▸ **PROBLEM TO SOLVE**:
In the Zookeeper failure handling thread, which method does the latest message say is called when the connection is suspended?

▸ **DOCUMENT EXCERPT**:
■ ■ ■ ■ ■
Re: Zookeeper failure handling

Gyula Fóra Tue, 26 Sep 2017 09:34:59 -0700

Hi,

I did some experimenting and found something that is interesting and looks
off.


So the only problem is when the ZK leader is restarted, not related to any
retry/reconnect logic (not affected by the timeout setting).
I think the following is happening (based on the logs
https://gist.github.com/gyfora/acb55e380d932ac10593fc1fd37930ab):

1. Connection is suspended, notLeader method is called  -> revokes
leadership without checking anything, kills jobs
2. Reconnects , isLeader and confirmLeaderSessionID methods are called
(before nodeChanged) -> Overwrites old confirmed session id in ZK with the
new one before checking (making recovery impossible in nodeChanged)

I am probably not completely aware of the subtleties of this problem but it
seems to me that we should not immediately revoke leadership and fail jobs
on suspended, and also it would be nice if nodeChanged would be called
before confirmLeaderSessionID.

Could someone with more experience please take a look as well?

Thanks!
Gyula

Gyula Fóra <gyula.f...@gmail.com> ezt írta (időpont: 2017. szept. 25., H,
16:43):

> Curator seems to auto reconnect anyways, the problem might be that there
> is a new leader elected before the old JM could reconnect. We will try to
> experiment with this tomorrow to see if increasing the timeouts do any good.
>
> Gyula
>
> Gyula Fóra <gyula.f...@gmail.com> ezt írta (időpont: 2017. szept. 25., H,
> 15:39):
>
>> I will try to check what Stephan suggested and get back to you!
>>
>> Thanks for the feedback
>>
>> Gyula
>>
>> On Mon, Sep 25, 2017, 15:33 Stephan Ewen <se...@apache.org> wrote:
>>
>>> I think the question is whether the connection should be lost in the case
>>> of a rolling ZK update.
>>>
>>> There should always be a quorum online, so Curator should always be able
>>> to
>>> connect. So there is no need to revoke leadership.
>>>
>>> @gyula - can you check whether there is an option in Curator to reconnect
>>> to another quorum peer if one goes down?
■ ■ ■ ■ ■
[Data listing]
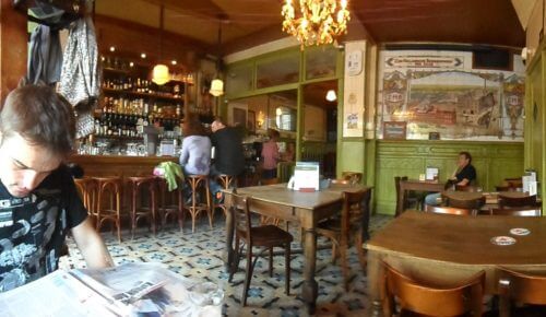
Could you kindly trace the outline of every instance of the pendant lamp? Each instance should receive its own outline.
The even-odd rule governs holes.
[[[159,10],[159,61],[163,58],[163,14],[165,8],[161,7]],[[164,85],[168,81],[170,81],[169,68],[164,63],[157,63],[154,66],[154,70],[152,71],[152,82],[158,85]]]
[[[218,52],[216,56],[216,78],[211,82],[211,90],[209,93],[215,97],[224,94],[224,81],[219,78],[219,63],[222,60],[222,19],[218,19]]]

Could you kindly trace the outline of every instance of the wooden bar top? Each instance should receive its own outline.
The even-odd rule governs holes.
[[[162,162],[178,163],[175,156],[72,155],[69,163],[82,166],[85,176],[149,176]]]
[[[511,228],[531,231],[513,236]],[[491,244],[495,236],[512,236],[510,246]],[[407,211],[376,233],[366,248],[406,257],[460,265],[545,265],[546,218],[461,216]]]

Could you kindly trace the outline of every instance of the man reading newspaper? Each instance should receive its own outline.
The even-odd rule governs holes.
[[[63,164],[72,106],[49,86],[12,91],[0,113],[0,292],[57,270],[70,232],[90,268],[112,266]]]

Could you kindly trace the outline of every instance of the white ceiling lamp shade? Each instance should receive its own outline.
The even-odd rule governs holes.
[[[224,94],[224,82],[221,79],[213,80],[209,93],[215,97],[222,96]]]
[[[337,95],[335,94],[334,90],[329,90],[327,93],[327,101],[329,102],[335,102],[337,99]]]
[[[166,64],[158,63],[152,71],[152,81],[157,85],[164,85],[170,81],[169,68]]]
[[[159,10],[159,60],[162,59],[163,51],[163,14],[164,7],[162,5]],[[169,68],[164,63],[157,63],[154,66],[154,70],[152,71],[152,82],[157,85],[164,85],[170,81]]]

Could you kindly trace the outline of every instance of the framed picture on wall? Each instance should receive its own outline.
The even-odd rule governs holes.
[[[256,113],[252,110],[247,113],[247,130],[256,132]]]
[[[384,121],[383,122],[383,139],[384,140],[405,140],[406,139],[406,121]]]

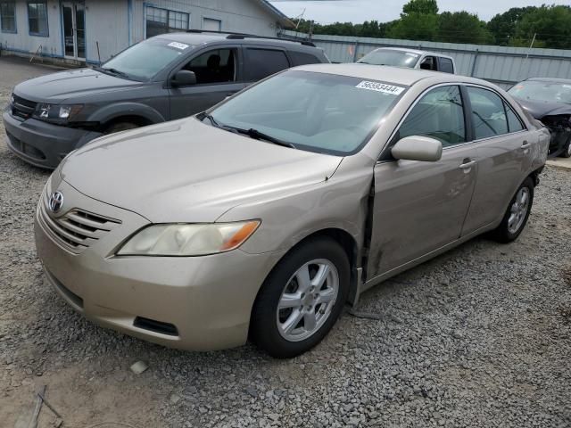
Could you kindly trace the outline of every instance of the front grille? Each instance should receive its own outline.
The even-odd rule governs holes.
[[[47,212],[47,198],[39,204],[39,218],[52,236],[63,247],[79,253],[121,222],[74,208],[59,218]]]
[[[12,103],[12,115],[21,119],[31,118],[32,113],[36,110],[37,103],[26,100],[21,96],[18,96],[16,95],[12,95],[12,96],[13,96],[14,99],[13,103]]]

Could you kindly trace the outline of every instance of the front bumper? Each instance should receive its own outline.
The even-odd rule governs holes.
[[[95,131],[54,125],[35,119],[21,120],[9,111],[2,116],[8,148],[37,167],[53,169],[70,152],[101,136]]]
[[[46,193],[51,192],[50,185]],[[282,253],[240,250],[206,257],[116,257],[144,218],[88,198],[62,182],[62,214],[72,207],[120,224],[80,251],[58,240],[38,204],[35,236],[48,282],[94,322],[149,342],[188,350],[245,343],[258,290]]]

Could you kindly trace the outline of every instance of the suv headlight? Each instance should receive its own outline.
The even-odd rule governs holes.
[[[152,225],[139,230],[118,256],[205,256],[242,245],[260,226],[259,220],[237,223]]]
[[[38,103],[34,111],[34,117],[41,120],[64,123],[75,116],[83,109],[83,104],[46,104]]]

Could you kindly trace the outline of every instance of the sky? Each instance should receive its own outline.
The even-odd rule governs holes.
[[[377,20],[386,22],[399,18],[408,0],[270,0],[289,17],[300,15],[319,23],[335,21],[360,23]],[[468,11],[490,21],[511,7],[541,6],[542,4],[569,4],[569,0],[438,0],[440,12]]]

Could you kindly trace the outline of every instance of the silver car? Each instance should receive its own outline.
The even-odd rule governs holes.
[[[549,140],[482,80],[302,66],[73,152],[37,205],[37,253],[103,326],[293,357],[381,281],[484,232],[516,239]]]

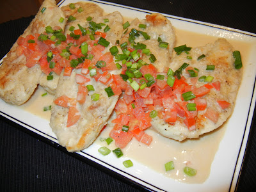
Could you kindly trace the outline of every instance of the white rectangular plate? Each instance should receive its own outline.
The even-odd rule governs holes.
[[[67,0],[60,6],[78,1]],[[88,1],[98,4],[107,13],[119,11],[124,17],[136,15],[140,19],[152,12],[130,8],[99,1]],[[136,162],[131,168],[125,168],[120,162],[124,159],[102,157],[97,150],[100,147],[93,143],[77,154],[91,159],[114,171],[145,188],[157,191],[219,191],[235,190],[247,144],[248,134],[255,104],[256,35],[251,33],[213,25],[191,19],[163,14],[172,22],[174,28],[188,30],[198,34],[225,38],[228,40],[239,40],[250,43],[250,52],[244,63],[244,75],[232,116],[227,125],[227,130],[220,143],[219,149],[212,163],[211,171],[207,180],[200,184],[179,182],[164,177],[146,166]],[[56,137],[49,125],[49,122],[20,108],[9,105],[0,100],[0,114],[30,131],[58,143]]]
■ ■ ■ ■ ■
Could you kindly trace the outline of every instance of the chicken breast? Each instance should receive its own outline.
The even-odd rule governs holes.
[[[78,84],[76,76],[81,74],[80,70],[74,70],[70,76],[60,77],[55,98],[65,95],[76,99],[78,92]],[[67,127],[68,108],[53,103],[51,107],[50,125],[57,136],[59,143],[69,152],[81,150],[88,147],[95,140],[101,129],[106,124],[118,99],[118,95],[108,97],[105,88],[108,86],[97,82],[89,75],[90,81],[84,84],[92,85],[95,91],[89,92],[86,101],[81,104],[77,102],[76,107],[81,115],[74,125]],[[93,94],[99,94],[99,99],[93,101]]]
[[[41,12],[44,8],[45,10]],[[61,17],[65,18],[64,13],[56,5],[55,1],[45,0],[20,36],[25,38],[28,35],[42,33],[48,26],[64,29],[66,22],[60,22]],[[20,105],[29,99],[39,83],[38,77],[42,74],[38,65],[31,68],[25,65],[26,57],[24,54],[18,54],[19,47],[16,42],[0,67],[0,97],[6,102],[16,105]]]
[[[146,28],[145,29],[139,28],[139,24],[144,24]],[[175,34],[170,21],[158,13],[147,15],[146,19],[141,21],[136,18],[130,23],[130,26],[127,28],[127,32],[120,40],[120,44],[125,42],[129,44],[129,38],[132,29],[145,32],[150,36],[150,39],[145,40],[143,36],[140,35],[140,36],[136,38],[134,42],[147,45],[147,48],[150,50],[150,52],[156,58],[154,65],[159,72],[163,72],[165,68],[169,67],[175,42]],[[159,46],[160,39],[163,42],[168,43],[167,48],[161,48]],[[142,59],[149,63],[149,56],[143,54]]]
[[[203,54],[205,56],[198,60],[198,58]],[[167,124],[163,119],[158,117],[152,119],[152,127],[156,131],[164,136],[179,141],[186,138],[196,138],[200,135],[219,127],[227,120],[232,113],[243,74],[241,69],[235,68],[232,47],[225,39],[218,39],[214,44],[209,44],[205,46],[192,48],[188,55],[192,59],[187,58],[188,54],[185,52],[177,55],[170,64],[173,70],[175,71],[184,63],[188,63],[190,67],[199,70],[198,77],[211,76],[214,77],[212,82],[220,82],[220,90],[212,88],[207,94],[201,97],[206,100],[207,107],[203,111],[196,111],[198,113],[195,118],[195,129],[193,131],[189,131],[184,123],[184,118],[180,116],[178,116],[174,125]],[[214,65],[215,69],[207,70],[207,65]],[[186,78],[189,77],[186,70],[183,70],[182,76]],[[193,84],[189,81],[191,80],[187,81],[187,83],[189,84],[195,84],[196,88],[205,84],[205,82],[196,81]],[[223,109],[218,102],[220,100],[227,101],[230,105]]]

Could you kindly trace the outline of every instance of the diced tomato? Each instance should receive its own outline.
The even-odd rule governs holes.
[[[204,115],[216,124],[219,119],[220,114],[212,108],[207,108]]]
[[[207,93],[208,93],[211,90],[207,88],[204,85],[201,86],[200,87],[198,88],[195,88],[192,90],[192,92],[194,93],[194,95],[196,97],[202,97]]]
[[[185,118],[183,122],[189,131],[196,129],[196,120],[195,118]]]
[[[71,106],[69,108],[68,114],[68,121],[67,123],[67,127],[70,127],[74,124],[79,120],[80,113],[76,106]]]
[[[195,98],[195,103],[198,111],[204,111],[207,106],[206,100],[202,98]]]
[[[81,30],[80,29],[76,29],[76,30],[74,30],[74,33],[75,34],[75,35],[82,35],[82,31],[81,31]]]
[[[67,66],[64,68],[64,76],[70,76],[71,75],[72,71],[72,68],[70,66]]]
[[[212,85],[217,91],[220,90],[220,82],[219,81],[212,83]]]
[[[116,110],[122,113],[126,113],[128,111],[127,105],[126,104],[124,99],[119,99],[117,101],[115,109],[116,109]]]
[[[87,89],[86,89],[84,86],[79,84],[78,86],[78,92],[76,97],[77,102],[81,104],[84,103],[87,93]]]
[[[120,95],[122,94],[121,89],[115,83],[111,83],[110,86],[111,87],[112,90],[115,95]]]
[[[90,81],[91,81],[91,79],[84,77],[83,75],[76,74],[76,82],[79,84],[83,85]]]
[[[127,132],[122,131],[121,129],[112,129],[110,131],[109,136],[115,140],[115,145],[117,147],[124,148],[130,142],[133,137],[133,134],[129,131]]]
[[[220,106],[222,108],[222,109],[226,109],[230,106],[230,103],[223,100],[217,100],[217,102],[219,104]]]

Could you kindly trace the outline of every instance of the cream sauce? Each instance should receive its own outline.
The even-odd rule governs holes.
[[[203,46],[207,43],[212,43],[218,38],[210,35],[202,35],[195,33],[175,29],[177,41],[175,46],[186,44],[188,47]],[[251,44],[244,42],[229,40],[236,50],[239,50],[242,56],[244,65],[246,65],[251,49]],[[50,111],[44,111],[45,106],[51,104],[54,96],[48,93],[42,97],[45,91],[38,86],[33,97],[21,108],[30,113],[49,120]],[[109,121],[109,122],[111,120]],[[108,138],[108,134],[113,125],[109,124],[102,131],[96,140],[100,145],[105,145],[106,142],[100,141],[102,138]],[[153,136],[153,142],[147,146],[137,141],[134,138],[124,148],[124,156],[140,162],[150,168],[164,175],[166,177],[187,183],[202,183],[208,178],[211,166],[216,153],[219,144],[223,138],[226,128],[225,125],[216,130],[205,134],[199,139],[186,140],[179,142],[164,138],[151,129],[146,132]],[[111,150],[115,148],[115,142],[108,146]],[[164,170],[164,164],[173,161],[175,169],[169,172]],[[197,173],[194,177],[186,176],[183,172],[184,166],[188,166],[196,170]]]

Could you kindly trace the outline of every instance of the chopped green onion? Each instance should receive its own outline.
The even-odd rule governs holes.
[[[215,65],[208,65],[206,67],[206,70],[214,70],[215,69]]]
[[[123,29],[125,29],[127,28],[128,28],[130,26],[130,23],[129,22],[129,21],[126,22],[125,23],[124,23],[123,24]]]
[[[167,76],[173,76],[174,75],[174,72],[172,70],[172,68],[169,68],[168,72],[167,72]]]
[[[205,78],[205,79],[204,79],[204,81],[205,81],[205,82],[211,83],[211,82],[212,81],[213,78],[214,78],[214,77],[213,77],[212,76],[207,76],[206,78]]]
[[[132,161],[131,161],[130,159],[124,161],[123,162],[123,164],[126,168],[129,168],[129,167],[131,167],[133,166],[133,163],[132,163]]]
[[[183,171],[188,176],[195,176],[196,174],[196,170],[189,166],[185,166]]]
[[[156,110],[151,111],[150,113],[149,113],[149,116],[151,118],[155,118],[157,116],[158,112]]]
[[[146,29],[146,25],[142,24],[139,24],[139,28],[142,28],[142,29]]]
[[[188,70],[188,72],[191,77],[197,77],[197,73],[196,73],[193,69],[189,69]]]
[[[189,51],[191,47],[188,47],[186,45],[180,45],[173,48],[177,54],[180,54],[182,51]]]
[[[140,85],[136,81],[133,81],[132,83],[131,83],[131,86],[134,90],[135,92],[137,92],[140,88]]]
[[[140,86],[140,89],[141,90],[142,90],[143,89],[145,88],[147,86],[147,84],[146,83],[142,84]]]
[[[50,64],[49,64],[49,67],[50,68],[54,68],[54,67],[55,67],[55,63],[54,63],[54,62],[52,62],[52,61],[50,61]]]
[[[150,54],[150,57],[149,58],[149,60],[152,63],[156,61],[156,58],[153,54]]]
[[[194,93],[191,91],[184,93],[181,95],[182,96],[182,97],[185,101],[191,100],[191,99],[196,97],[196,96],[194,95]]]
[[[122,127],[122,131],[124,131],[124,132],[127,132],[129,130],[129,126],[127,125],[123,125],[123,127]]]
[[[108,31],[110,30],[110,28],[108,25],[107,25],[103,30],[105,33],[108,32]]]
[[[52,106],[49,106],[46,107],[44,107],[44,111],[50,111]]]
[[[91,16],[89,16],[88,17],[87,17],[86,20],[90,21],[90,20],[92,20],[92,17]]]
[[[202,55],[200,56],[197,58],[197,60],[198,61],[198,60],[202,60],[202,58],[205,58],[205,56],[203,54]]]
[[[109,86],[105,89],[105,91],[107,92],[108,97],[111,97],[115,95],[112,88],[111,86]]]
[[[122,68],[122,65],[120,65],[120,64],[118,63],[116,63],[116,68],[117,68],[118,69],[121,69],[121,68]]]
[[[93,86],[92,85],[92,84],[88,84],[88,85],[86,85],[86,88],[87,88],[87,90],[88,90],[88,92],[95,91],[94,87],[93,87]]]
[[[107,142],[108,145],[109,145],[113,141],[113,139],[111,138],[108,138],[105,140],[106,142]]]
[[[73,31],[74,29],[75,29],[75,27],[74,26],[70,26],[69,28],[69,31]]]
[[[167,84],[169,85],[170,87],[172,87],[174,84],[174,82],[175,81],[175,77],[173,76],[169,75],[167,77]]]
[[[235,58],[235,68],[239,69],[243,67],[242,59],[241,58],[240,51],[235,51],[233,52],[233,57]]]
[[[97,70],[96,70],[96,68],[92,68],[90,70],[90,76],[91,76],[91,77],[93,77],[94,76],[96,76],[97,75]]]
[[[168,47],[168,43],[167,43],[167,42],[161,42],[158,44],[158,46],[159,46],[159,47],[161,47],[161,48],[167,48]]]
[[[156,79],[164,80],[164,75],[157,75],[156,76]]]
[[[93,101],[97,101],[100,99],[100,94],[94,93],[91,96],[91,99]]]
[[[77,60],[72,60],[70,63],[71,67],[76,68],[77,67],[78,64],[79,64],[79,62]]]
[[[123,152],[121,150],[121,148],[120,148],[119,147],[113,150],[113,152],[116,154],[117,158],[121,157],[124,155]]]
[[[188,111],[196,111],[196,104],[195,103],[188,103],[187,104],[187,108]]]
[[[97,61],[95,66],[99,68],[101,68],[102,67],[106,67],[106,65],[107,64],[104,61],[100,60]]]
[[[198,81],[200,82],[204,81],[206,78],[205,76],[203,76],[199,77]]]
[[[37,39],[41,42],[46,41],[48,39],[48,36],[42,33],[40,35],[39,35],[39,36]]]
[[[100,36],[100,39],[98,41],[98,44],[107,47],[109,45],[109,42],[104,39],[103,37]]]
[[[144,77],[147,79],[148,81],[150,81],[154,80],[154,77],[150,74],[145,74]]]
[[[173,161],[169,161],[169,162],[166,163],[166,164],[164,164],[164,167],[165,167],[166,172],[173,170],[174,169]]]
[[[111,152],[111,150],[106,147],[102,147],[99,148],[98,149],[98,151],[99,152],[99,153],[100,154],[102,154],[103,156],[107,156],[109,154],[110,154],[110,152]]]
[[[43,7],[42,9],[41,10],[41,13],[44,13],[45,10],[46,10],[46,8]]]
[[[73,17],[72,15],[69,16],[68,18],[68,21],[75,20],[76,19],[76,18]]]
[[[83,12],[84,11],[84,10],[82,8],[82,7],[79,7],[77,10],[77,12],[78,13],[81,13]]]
■ ■ ■ ■ ■
▸ **FULL ANSWER**:
The notLeader method, which revokes leadership without checking anything and kills jobs.